§ **What is asked**: Copy out the data word for word, starting at the line that contains "Can you find the red hockey" and ending at the line that contains "pixel 51 51", with both of those lines included.

--- Start of Stored rows ---

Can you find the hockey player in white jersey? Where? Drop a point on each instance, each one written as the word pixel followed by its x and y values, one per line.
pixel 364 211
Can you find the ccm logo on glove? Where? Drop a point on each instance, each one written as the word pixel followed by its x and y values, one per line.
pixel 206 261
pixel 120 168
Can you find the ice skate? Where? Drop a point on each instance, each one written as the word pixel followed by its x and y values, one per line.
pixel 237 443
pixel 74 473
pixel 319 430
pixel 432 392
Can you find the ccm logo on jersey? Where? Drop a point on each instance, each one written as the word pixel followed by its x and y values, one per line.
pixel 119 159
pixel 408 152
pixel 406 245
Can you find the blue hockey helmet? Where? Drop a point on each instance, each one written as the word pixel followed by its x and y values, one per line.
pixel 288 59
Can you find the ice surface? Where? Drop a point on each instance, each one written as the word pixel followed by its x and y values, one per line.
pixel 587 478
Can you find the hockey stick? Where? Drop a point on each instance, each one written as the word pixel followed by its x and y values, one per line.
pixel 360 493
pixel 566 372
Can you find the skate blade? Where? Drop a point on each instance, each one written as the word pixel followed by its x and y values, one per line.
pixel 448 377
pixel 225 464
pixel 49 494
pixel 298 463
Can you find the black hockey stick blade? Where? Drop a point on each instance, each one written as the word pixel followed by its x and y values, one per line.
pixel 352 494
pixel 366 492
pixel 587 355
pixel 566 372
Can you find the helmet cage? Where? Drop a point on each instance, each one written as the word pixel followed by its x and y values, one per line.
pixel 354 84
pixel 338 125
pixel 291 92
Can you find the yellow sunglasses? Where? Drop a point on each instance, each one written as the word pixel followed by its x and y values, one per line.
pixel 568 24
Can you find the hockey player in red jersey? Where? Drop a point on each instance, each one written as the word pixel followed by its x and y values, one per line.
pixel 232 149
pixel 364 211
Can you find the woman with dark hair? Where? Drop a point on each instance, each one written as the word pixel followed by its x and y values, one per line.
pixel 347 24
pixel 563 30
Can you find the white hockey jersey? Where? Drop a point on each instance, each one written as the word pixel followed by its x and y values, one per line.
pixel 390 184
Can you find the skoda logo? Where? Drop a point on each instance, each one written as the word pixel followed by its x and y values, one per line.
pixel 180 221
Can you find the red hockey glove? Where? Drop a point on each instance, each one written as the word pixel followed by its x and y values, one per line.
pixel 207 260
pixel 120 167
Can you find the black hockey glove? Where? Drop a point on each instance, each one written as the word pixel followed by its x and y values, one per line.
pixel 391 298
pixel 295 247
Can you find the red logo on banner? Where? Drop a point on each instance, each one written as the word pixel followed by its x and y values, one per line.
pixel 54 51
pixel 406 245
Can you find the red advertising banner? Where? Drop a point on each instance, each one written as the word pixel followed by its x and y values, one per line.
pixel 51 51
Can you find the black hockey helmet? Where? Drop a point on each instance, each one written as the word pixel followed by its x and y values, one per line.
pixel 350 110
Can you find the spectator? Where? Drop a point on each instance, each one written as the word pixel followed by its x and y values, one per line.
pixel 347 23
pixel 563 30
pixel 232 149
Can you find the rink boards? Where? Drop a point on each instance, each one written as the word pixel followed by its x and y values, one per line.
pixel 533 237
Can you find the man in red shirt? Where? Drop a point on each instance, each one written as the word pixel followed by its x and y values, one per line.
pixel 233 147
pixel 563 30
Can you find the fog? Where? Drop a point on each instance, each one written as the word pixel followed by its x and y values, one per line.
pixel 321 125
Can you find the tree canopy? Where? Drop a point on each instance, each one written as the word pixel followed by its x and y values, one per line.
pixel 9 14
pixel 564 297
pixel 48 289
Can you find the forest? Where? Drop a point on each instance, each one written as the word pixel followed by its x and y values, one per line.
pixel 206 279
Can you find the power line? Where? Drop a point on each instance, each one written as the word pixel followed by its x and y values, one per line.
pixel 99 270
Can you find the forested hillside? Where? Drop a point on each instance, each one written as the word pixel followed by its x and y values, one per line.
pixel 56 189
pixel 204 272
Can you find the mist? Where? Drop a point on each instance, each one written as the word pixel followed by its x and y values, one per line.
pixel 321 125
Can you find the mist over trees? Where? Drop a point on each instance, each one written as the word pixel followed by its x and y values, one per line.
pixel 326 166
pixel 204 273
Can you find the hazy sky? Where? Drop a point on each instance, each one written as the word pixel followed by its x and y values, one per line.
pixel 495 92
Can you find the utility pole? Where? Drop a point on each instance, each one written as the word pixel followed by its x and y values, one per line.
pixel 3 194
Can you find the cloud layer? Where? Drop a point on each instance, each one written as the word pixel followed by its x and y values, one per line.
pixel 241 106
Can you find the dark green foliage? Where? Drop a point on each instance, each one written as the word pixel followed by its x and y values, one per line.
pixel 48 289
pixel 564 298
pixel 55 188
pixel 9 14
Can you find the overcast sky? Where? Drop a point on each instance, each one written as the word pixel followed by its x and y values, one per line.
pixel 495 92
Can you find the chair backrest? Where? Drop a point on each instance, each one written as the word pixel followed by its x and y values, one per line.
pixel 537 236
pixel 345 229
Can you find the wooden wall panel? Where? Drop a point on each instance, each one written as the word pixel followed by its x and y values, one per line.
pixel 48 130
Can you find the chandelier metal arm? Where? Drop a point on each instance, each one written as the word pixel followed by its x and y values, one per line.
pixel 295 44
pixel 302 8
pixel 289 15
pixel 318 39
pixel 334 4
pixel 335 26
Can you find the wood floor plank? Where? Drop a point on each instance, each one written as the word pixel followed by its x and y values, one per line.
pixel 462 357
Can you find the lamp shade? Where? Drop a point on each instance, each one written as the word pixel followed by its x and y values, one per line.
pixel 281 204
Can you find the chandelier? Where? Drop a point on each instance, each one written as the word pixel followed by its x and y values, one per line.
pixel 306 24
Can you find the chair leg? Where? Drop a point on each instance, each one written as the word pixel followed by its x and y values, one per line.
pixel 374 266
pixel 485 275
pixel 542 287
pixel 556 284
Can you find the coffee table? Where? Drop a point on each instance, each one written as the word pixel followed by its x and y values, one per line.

--- End of Stored rows ---

§ **Task solution**:
Can you find the red hockey glove? Where? Drop a point on each instance, each one written as the word pixel followed by its x and y values, one per line.
pixel 207 260
pixel 120 167
Can you find the black hockey glove? Where? Drop a point on each instance, each one written as the word pixel followed by its x and y values, one per line.
pixel 391 298
pixel 295 247
Can you find the red logo on banner? Where? Drop a point on each instance, each one written as the word pixel followed by its x and y values, one per line.
pixel 54 51
pixel 406 245
Can you find the red advertising banner? Where? Drop a point on each instance, each one written as the word pixel followed by its x and y values, one per line.
pixel 51 51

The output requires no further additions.